What are the lines, copied exactly, from the one containing "one marker per instance, written like [72,164]" through the last line of the records below, both included?

(DATASET ENTRIES Opens)

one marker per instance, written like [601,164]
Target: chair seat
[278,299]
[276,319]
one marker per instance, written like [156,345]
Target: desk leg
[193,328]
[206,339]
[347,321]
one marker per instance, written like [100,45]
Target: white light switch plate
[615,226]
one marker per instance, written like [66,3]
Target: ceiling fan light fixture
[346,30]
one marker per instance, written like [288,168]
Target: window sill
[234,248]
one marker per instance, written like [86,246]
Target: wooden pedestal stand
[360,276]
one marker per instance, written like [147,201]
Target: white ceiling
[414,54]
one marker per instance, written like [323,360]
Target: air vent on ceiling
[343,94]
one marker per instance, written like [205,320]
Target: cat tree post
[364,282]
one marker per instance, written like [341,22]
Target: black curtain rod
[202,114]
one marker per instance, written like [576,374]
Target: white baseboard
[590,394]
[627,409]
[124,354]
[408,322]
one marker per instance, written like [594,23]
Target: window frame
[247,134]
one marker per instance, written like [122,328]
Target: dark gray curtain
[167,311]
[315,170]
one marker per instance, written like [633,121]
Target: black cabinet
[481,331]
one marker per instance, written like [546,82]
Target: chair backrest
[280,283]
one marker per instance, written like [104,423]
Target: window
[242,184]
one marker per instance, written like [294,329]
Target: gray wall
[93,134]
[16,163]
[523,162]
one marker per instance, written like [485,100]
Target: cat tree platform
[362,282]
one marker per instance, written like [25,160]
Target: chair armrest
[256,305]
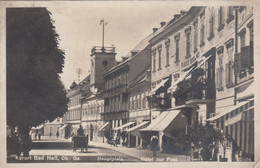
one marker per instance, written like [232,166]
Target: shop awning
[63,127]
[38,127]
[135,130]
[245,91]
[226,110]
[104,127]
[162,121]
[161,84]
[123,126]
[181,78]
[187,73]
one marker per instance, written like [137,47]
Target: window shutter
[251,54]
[217,78]
[227,73]
[237,63]
[244,57]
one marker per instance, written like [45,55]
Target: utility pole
[236,34]
[103,33]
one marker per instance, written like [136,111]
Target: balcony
[244,61]
[99,49]
[193,90]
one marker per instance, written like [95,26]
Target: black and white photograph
[129,82]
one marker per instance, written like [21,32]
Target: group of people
[36,135]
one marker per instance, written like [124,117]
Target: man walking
[154,144]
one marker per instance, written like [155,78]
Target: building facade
[235,81]
[139,111]
[116,99]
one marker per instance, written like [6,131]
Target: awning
[104,127]
[38,127]
[181,78]
[161,84]
[135,130]
[162,121]
[123,126]
[245,91]
[187,73]
[64,126]
[227,110]
[233,120]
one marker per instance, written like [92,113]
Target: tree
[34,61]
[207,137]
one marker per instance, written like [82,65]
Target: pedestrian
[35,136]
[57,134]
[115,139]
[154,144]
[80,131]
[39,136]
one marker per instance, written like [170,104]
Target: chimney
[183,12]
[176,16]
[154,30]
[148,75]
[124,58]
[162,24]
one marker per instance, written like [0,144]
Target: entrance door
[91,132]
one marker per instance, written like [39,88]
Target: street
[60,150]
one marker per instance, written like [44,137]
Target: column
[120,139]
[160,140]
[136,141]
[113,123]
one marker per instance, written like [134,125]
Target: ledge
[229,85]
[220,88]
[221,27]
[211,37]
[202,44]
[230,18]
[199,101]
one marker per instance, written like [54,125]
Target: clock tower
[102,59]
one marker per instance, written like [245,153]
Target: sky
[77,24]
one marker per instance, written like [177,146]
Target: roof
[140,47]
[142,44]
[142,77]
[174,21]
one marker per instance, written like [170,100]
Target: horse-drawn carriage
[80,142]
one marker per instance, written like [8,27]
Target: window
[220,69]
[188,40]
[144,103]
[251,38]
[187,45]
[154,60]
[195,36]
[167,45]
[229,74]
[220,19]
[202,31]
[211,27]
[159,57]
[230,15]
[243,40]
[177,41]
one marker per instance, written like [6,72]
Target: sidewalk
[140,154]
[143,154]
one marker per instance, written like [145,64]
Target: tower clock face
[105,63]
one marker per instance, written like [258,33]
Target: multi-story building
[86,100]
[116,100]
[204,59]
[139,111]
[235,80]
[180,49]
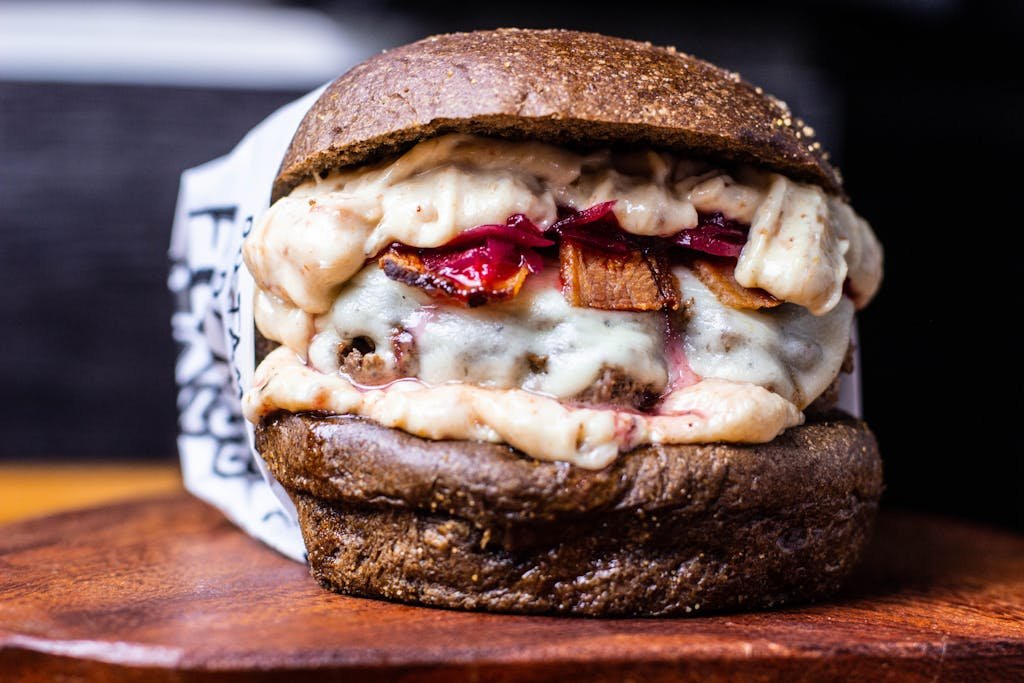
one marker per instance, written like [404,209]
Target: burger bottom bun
[666,529]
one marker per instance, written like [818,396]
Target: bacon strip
[598,279]
[407,266]
[717,274]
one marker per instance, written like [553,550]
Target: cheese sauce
[802,246]
[502,373]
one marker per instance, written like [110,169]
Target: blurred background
[103,104]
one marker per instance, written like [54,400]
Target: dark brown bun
[580,89]
[663,530]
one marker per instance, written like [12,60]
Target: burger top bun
[562,87]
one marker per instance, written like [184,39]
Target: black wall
[921,102]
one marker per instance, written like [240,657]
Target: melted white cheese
[784,349]
[496,373]
[540,426]
[493,345]
[802,244]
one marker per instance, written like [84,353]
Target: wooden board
[166,589]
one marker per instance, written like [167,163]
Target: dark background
[920,102]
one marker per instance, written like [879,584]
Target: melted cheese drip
[802,246]
[493,345]
[477,378]
[540,426]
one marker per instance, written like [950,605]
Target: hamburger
[552,322]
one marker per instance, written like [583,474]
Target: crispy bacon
[598,279]
[437,279]
[717,274]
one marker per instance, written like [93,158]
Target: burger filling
[573,306]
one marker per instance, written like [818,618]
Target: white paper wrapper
[213,323]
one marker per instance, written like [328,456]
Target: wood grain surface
[166,589]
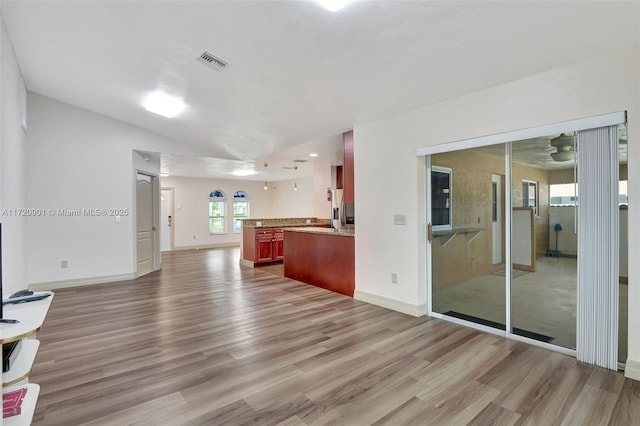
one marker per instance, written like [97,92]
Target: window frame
[237,199]
[448,226]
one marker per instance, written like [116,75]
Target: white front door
[166,219]
[496,225]
[145,231]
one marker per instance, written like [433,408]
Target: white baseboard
[51,285]
[206,246]
[396,305]
[632,369]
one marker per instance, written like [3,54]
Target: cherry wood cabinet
[323,259]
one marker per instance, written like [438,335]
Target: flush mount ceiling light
[162,104]
[564,148]
[333,5]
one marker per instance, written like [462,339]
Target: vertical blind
[598,236]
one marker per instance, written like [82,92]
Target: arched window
[217,208]
[240,210]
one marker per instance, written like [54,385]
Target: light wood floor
[206,342]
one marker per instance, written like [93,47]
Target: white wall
[191,216]
[388,181]
[76,160]
[12,169]
[289,203]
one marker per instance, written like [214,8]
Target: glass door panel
[624,247]
[544,242]
[467,211]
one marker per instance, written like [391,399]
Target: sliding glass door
[507,232]
[544,241]
[467,212]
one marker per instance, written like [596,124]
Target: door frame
[614,118]
[173,216]
[155,209]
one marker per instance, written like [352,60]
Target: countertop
[325,231]
[285,223]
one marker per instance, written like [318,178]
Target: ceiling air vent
[211,61]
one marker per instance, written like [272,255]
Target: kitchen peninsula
[263,239]
[324,257]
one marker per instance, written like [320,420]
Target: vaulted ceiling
[296,73]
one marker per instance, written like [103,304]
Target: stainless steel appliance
[337,208]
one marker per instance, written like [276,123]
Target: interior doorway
[146,239]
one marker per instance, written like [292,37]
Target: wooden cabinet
[31,316]
[262,245]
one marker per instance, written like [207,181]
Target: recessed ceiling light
[162,104]
[243,172]
[333,5]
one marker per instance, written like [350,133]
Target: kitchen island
[324,257]
[263,239]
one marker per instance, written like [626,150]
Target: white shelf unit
[31,316]
[22,367]
[28,406]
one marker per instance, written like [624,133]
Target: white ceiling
[297,73]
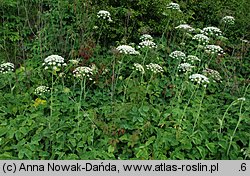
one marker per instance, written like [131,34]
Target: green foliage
[122,113]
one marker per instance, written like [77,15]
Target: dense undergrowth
[77,82]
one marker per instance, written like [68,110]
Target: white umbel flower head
[201,38]
[6,67]
[139,67]
[211,31]
[199,79]
[104,15]
[126,49]
[185,67]
[74,61]
[146,37]
[214,49]
[53,62]
[155,68]
[177,55]
[82,72]
[192,59]
[174,6]
[41,90]
[147,44]
[213,74]
[228,20]
[185,27]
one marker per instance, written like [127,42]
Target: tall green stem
[199,109]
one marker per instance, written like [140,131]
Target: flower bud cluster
[53,62]
[155,68]
[6,67]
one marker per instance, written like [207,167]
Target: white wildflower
[104,15]
[147,44]
[201,38]
[41,90]
[74,61]
[53,62]
[192,59]
[126,49]
[177,55]
[200,79]
[185,67]
[6,67]
[81,72]
[173,6]
[146,37]
[213,74]
[214,49]
[155,68]
[211,31]
[228,20]
[139,67]
[185,27]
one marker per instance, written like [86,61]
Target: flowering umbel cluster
[185,67]
[192,59]
[214,49]
[53,62]
[126,49]
[41,90]
[199,79]
[6,67]
[82,72]
[155,68]
[212,31]
[201,38]
[146,37]
[228,20]
[104,15]
[147,42]
[178,55]
[185,27]
[174,6]
[139,67]
[213,74]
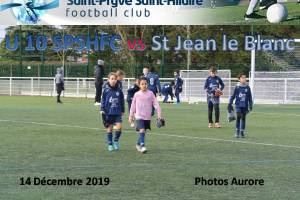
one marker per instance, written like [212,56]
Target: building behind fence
[266,90]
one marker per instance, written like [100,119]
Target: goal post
[287,66]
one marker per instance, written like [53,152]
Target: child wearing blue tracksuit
[212,85]
[153,81]
[166,90]
[243,104]
[178,86]
[131,91]
[112,109]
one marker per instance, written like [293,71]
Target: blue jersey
[131,91]
[212,84]
[166,88]
[119,84]
[178,83]
[242,95]
[112,102]
[153,82]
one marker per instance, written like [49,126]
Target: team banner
[148,12]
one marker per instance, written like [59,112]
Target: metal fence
[266,90]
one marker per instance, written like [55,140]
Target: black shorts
[143,124]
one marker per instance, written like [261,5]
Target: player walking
[112,109]
[243,104]
[140,111]
[213,87]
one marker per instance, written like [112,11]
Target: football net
[278,76]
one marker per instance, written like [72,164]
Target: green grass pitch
[39,138]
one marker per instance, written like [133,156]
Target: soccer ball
[277,13]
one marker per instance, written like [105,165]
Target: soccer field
[234,15]
[39,138]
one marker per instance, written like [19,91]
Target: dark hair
[240,75]
[152,69]
[142,78]
[213,69]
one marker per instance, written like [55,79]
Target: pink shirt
[141,106]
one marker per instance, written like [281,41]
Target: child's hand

(DATASET ENTRIES Closes)

RESULT FOR THIS EXERCISE |
one marker per instance, written like [72,164]
Target: green grass pitch
[39,138]
one marker per instance, written like [133,156]
Target: soccer ball
[277,13]
one marker per instance, written like [105,165]
Target: soccer field
[234,15]
[39,138]
one marker per instance, written like [19,91]
Target: dark hair
[240,75]
[152,69]
[142,78]
[213,69]
one marker per instance, written like [55,79]
Target: pink shirt
[141,106]
one marker per instance, written like [281,41]
Target: child's hand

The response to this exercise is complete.